• Set task: Only the lines starting at the one that contains "Task: put a point on every instance of the driver" and running to the end should be repeated, exactly as written.

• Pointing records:
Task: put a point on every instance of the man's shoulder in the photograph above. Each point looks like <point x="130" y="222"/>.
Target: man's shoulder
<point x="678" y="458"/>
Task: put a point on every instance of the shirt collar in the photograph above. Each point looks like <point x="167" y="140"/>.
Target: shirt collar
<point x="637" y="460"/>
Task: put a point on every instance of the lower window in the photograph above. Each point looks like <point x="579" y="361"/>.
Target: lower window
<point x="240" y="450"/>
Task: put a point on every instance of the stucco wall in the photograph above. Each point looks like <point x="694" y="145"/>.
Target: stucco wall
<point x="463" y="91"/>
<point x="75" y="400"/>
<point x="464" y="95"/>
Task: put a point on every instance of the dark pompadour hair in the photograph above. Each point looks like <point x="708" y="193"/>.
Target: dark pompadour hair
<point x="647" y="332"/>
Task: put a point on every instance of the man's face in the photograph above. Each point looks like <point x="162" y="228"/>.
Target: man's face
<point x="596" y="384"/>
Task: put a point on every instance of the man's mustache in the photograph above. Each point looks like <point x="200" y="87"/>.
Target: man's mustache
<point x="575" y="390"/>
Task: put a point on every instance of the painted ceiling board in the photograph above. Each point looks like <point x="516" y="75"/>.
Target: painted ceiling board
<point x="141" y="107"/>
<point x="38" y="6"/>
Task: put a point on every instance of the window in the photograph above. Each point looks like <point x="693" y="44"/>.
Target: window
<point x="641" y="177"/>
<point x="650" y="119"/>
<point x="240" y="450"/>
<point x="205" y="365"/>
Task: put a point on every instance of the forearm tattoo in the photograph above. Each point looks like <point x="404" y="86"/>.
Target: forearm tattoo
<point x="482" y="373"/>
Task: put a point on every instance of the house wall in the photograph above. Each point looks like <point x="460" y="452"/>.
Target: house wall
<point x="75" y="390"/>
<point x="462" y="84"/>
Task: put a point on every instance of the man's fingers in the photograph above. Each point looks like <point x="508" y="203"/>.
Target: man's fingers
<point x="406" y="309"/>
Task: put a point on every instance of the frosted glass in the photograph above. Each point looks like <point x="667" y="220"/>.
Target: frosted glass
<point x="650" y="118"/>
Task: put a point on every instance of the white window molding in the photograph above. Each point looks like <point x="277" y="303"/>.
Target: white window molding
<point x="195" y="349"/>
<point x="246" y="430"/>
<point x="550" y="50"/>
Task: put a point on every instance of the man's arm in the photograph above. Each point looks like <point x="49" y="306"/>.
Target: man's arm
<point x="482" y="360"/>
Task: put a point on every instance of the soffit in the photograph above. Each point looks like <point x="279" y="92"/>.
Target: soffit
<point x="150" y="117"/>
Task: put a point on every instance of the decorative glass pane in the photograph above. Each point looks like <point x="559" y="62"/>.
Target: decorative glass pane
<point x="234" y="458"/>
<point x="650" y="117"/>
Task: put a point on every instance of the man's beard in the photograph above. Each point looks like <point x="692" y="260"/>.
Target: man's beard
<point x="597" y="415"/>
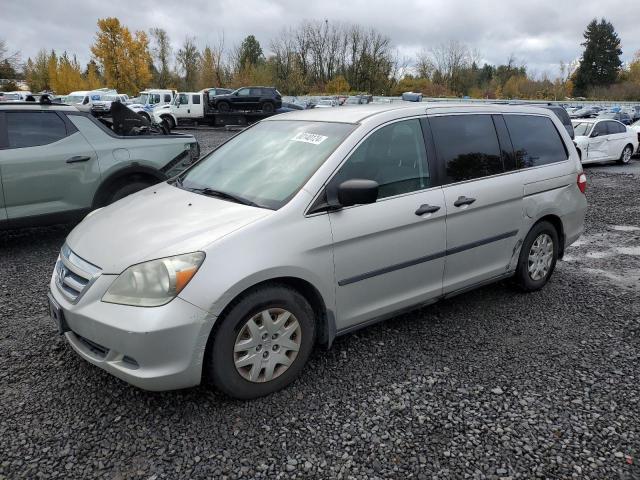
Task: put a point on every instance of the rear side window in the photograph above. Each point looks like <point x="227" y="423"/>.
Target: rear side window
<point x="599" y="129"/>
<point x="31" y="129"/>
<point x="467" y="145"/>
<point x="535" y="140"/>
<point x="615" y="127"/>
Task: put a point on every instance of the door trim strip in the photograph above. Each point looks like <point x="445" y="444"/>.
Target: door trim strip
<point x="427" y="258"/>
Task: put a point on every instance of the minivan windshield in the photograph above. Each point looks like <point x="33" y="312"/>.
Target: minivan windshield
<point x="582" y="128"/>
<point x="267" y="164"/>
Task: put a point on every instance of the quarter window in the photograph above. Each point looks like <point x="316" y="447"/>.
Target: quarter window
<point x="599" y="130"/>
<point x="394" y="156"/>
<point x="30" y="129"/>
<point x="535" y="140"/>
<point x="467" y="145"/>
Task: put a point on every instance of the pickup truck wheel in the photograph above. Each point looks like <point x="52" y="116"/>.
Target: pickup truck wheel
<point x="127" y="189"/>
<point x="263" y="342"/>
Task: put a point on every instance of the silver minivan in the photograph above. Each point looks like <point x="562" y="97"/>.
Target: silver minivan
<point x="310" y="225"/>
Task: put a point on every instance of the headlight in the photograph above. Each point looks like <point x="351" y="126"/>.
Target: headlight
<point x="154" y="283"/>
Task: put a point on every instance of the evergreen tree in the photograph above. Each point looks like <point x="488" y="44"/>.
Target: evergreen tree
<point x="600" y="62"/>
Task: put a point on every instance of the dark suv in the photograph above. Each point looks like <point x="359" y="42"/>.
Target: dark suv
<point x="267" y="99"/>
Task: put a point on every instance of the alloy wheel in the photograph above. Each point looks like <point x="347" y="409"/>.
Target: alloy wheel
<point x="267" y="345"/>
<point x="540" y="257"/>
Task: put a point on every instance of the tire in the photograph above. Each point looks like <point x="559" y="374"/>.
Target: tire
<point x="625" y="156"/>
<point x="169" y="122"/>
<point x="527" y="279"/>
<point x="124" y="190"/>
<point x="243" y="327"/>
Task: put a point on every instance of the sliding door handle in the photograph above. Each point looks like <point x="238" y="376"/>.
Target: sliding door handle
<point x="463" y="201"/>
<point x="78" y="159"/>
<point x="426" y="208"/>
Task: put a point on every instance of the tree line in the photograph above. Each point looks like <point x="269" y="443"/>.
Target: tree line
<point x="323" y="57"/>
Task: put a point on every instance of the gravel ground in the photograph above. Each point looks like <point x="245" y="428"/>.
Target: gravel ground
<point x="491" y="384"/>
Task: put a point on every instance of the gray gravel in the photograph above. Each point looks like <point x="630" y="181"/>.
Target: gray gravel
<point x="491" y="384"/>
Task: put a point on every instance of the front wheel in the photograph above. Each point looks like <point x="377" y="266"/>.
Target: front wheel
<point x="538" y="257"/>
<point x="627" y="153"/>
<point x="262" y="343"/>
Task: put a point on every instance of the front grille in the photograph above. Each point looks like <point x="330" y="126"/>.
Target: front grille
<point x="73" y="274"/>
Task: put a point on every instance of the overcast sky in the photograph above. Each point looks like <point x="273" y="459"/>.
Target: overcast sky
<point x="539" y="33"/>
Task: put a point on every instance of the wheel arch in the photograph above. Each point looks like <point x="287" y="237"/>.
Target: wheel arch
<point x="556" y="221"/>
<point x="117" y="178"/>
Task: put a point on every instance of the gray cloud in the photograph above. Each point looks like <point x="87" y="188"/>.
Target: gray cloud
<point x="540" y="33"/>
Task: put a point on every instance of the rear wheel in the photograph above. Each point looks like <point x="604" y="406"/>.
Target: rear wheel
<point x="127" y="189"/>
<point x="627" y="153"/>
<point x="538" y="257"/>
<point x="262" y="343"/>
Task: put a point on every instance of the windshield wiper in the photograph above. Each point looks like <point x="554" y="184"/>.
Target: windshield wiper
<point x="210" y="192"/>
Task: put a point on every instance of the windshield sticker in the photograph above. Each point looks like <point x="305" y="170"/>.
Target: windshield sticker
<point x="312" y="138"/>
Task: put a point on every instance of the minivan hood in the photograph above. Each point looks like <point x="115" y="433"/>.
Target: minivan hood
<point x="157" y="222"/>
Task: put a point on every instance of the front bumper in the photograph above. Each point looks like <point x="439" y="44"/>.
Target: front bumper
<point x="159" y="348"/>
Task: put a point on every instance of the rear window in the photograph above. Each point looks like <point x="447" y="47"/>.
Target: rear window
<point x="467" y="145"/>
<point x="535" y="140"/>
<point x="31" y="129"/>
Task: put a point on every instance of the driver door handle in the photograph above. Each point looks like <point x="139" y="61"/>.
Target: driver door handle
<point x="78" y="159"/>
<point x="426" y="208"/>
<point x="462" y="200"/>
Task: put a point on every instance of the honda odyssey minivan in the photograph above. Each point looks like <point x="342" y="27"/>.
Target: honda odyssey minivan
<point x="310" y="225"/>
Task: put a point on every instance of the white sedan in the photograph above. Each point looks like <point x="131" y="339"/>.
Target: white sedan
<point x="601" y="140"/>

• Answer for the task:
Task: put a point on every instance of the driver door handle in the photograph above. Each point looks like <point x="139" y="61"/>.
Target: driver door handle
<point x="78" y="159"/>
<point x="426" y="208"/>
<point x="462" y="200"/>
Task: put a point on every instance of the honda odyssey minivan in the photograph above. Each point looks like <point x="342" y="27"/>.
Target: honda odyssey minivan
<point x="310" y="225"/>
Task: put a point on every instance of the white sedan in the photograph above. Each point looks like <point x="131" y="339"/>.
Target: white sedan
<point x="601" y="140"/>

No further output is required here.